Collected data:
<<<<
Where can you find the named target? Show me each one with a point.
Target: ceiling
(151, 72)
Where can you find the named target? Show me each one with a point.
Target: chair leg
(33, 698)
>>>>
WRITTEN INSTRUCTION:
Please give the records again, switching every "Show me" to "Mark" and leaving all else unchanged.

REPLY TO THE EXERCISE:
Where can you find the named target? Mark each one with a point.
Target: ceiling
(151, 72)
Where can you find the named target? Mark each one with a point.
Target: chair leg
(33, 698)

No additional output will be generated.